**What to do**
Output every line below without omitting or altering anything.

━━━━━━━━

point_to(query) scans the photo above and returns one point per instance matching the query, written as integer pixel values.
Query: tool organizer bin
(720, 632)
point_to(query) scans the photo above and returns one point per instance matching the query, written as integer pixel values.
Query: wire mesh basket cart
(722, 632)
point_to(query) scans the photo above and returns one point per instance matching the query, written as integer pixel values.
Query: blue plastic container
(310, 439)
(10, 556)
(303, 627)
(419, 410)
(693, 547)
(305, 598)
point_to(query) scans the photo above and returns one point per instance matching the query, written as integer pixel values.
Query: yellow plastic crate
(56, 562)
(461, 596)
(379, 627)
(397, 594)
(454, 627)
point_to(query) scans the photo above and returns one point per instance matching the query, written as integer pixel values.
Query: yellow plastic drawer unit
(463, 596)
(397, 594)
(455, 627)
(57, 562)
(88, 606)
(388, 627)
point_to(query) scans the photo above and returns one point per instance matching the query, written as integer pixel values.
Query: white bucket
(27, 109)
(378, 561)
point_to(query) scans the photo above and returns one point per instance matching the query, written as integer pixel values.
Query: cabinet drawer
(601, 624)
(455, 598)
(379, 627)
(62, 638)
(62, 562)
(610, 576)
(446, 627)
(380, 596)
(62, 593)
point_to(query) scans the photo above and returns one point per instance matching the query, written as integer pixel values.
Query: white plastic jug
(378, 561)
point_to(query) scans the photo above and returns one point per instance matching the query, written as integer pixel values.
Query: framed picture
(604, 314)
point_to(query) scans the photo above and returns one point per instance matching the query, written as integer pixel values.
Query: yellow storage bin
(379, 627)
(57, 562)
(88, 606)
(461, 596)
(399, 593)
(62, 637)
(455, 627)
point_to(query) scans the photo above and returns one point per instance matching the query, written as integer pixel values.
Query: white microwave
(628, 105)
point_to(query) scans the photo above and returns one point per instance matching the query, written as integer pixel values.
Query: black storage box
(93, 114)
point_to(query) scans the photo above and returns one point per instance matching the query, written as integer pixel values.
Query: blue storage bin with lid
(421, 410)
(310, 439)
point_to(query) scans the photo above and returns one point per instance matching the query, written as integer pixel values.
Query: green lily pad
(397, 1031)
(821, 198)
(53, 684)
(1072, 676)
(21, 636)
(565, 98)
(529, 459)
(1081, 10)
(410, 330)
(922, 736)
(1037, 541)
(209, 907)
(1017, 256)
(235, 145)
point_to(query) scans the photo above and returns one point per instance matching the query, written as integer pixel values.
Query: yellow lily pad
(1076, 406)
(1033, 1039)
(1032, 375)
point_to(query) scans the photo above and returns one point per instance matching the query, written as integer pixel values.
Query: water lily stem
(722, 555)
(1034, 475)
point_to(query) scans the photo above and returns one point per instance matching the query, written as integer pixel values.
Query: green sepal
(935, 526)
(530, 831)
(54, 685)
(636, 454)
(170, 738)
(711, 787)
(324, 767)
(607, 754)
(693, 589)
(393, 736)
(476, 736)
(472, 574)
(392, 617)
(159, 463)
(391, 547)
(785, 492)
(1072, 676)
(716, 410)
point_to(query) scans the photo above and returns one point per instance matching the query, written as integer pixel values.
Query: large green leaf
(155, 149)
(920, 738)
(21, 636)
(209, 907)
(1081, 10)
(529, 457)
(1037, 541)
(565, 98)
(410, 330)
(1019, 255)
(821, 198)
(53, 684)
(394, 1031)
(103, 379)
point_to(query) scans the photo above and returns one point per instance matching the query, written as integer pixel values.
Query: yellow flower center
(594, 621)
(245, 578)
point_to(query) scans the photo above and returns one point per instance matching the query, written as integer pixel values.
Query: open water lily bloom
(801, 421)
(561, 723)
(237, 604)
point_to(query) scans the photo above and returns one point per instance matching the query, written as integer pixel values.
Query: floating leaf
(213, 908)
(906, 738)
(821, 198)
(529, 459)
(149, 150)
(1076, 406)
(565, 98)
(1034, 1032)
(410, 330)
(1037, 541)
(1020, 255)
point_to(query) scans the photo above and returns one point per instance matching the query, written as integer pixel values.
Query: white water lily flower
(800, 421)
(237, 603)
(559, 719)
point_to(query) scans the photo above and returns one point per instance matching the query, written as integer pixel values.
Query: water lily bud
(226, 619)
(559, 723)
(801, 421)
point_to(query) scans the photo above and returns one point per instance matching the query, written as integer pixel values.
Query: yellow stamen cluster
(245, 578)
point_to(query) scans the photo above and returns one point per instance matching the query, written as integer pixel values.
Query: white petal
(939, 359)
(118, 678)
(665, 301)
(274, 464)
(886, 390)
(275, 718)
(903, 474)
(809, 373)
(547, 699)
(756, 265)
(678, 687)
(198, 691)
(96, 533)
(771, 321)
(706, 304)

━━━━━━━━

**Solution to the problem**
point_to(query) scans the photo above and returns one point per instance matching the query, written as integer pixel values.
Query: tool organizer bin
(720, 632)
point_to(query) scans the photo above and returns one point per instance matching the query, written as integer pixel values.
Query: wire mesh basket cart
(722, 632)
point_to(query) scans the photo above and returns one point per instance matching the query, written as integer pixel values.
Query: blue plastic container
(310, 439)
(10, 556)
(303, 627)
(419, 410)
(693, 547)
(305, 598)
point_to(query) scans the photo above and returns one point per instance matching the query, written as integer pixel values.
Query: yellow plastic crate
(56, 562)
(461, 596)
(379, 627)
(397, 594)
(454, 627)
point_to(query) scans the photo above and returns one point per instance matching the query, written as integer pixel values.
Query: yellow plastic drawer unit
(463, 596)
(397, 594)
(455, 627)
(57, 562)
(88, 606)
(388, 627)
point_to(query) scans the photo above and returns one point per instance matching the query, written as integer pixel values.
Query: white bucket
(27, 109)
(378, 561)
point_to(query) scans the photo above and returns one point per instance matching the query, written as integer pixel values.
Query: cabinet drawer
(601, 624)
(455, 598)
(379, 627)
(62, 638)
(62, 562)
(610, 576)
(446, 627)
(380, 596)
(62, 593)
point_to(query) scans the photo above and returns one point per instance matching the query, written as integer pixel values.
Query: white plastic jug
(378, 561)
point_to(query) scans the photo above and returns one point per instance matching the query, written as integer pixel values.
Query: framed picture
(604, 314)
point_to(query) scans the photo above and returns one point per instance matching the query, written as integer pixel values.
Query: yellow storage bin
(379, 627)
(57, 562)
(88, 606)
(461, 596)
(399, 593)
(62, 637)
(455, 627)
point_to(query) scans the photo above and returns one point per instance matching the query, written as integer pixel values.
Query: white microwave
(628, 105)
point_to(query) scans the photo above and returns one point per instance matching the query, written as integer pixel values.
Query: black storage box
(93, 114)
point_to(query) scans the photo above and returns one point per instance matching the query, written as integer pixel values.
Query: blue storage bin with lid
(421, 410)
(310, 439)
point_to(query) scans the photo above and returns one point per instance matching the query, written as integer pixel values.
Query: green lily pad
(397, 1031)
(821, 198)
(53, 684)
(1072, 676)
(21, 636)
(565, 98)
(529, 459)
(1081, 10)
(410, 330)
(922, 736)
(1037, 541)
(209, 907)
(1017, 256)
(235, 145)
point_to(query) scans the photo above and returns one point per instance matching the query, written as integer pixel values.
Query: yellow lily pad
(1076, 406)
(1033, 1039)
(1032, 375)
point_to(query) scans the photo above and returns one point per instance matching the query, written as integer pixel values.
Query: water lily stem
(722, 555)
(1034, 475)
point_to(query) scans the photo above and returns one point per instance matching the query, written as integer pixel values.
Query: green sepal
(935, 526)
(530, 831)
(54, 685)
(636, 454)
(170, 738)
(711, 787)
(324, 767)
(607, 754)
(693, 589)
(393, 736)
(476, 736)
(472, 574)
(392, 617)
(159, 463)
(391, 547)
(785, 492)
(1072, 676)
(716, 410)
point_to(query) scans the photo above and returns one point per instance matching the query, written as integer pixel values.
Query: large green leaf
(155, 149)
(920, 738)
(21, 636)
(209, 907)
(1081, 10)
(529, 457)
(1037, 541)
(565, 98)
(410, 330)
(1019, 255)
(821, 198)
(53, 684)
(394, 1031)
(103, 379)
point_to(query) scans the photo above and returns one point per instance matching the query, written as integer pixel values.
Query: yellow flower center
(594, 621)
(245, 578)
point_to(query) scans the photo above and returns one point per instance matching the query, written as integer pixel values.
Query: open water lily bloom
(801, 421)
(561, 723)
(237, 604)
point_to(query) scans the photo above and returns one point per instance matching the query, written as integer pixel values.
Query: floating leaf
(213, 908)
(906, 738)
(821, 198)
(529, 459)
(149, 150)
(1076, 406)
(565, 98)
(1034, 1032)
(410, 330)
(1037, 541)
(1020, 255)
point_to(query) scans the photo above and returns one point per instance matching the query, written as integer pixel values.
Query: white water lily flower
(800, 421)
(237, 603)
(559, 719)
point_to(query) scans the photo above and returns one point per instance matching the query, written as integer pixel values.
Query: water lily bud
(226, 619)
(559, 723)
(801, 421)
point_to(query) scans the photo above and returns one point per instance matching the query, written as integer pixel values.
Query: yellow stamen cluster
(245, 578)
point_to(query) scans the photo above and returns one point per instance matching the query, written as integer pixel values.
Query: white petal
(939, 359)
(118, 678)
(665, 301)
(274, 464)
(886, 390)
(275, 718)
(903, 474)
(809, 373)
(547, 699)
(756, 265)
(678, 687)
(198, 691)
(96, 533)
(771, 321)
(706, 304)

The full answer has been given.